→ **Page text**
A SHEFFIELD expert is calling for better awareness of oral cancer so more sufferers are detected sooner and receive life saving treatment. As many as 4,000 new cases of oral cancer are diagnosed nationally each year – including around 100 patients seen at the Charles Clifford Dental Hospital in Sheffield.
Traditionally most patients affected are male, over 50, and have drunk alcohol and smoked for up to 20 years.
But doctors are now seeing younger men and women at around the age of 40 who do not drink or smoke. New research suggests a possible link to the sexually transmitted Human Papillomavirus.
It is thought the HPV virus, which is known to cause cervical cancer, could also increase the chances of developing mouth cancer.
Afshin Yousefpour, consultant maxillofacial surgeon at the Charles Clifford Dental Hospital, said: “There are more and more young people under 40 with no specific known risk factors. Some have the HPV virus. Maybe there is a relationship.”

→ **Supplied information**
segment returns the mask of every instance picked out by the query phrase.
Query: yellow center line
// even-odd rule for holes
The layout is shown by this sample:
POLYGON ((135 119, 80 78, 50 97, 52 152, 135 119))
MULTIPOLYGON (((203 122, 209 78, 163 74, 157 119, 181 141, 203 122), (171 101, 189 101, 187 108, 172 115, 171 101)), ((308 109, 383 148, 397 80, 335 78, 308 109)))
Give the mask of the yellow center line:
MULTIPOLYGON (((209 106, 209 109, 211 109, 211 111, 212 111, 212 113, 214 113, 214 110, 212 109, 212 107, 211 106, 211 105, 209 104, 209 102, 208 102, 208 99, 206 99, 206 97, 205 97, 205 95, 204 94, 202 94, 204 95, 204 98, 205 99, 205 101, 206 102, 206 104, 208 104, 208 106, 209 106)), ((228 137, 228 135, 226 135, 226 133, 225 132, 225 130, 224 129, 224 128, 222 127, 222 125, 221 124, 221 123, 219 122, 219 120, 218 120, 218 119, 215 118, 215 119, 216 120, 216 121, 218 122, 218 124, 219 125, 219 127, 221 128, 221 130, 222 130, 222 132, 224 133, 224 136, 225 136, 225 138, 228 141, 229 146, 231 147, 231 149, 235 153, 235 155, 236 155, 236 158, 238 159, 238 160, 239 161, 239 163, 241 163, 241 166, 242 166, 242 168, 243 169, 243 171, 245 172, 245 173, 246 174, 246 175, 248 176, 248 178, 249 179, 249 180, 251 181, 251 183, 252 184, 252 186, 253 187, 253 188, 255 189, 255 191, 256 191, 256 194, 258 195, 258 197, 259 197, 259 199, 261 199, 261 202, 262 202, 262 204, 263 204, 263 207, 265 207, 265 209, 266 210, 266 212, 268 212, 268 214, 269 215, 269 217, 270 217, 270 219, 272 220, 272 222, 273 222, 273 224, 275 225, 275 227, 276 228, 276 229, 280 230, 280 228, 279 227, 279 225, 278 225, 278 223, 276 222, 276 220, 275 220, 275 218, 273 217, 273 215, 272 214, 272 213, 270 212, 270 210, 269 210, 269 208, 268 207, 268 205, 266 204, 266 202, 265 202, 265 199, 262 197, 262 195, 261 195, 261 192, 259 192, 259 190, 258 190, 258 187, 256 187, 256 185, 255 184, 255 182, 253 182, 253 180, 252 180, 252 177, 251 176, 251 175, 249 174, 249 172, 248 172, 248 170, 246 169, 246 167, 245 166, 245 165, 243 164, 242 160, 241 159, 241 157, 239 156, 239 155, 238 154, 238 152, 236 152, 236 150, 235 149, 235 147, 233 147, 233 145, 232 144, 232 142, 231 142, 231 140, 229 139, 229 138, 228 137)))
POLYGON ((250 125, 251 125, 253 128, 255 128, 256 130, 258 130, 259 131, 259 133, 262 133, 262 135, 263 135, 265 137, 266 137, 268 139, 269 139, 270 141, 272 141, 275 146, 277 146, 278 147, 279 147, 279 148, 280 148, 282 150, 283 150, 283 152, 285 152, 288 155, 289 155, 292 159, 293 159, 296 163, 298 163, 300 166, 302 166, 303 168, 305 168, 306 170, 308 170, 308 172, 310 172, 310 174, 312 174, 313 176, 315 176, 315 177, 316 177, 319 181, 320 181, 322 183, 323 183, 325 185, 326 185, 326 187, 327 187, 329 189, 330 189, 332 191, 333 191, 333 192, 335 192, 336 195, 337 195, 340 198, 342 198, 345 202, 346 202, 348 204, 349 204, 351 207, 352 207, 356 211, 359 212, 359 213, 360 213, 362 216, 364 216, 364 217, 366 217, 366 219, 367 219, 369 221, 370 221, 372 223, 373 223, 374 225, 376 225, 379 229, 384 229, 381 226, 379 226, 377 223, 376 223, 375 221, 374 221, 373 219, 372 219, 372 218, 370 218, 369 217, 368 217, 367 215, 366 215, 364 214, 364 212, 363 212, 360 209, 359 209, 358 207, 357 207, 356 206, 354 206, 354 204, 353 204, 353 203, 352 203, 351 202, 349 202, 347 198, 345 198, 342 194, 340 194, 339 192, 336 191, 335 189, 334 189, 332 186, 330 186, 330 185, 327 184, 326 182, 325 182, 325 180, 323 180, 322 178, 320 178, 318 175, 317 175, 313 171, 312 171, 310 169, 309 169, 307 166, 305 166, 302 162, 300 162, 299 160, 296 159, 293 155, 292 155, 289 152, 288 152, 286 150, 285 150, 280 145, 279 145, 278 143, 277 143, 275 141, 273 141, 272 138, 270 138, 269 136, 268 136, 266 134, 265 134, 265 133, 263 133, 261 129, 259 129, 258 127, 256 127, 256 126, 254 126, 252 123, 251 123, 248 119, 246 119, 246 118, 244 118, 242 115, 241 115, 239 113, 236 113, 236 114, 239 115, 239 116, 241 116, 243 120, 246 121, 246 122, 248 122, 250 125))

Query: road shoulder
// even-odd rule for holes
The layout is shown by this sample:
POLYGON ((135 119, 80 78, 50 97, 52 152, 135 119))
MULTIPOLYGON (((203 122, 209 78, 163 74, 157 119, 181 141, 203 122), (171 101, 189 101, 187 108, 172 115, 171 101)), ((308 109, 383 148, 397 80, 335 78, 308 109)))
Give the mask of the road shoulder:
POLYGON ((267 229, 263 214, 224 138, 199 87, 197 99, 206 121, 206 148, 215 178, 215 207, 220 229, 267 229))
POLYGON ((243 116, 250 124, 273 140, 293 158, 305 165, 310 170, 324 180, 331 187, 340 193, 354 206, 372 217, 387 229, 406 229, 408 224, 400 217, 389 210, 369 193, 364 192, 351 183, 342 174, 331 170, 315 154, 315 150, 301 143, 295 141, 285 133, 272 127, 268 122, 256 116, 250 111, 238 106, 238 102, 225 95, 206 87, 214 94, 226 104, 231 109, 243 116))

→ **What to produce**
Write the next part of the article on oral cancer awareness in Sheffield, picking up after its final sentence. The rows come from a separate source.

→ **Exercise answer**
He stressed that for all patients early detection is essential to increase their chances of survival. People diagnosed early have a 90 per cent chance of surviving five years later, but survival odds drop to just 25 per cent if the disease is more advanced.
Signs of trouble are mouth ulcers that don’t heal within three weeks, white or red patches in the mouth, and any other oral changes. Dentists are trained to spot very early signs of trouble, so regular dental appointments are key.
Mr Yousefpour said following a healthy lifestyle, eating plenty of fruit and veg, and sticking to the recommended levels of alcohol – up to 21 units for men and 14 for women – cuts the risk.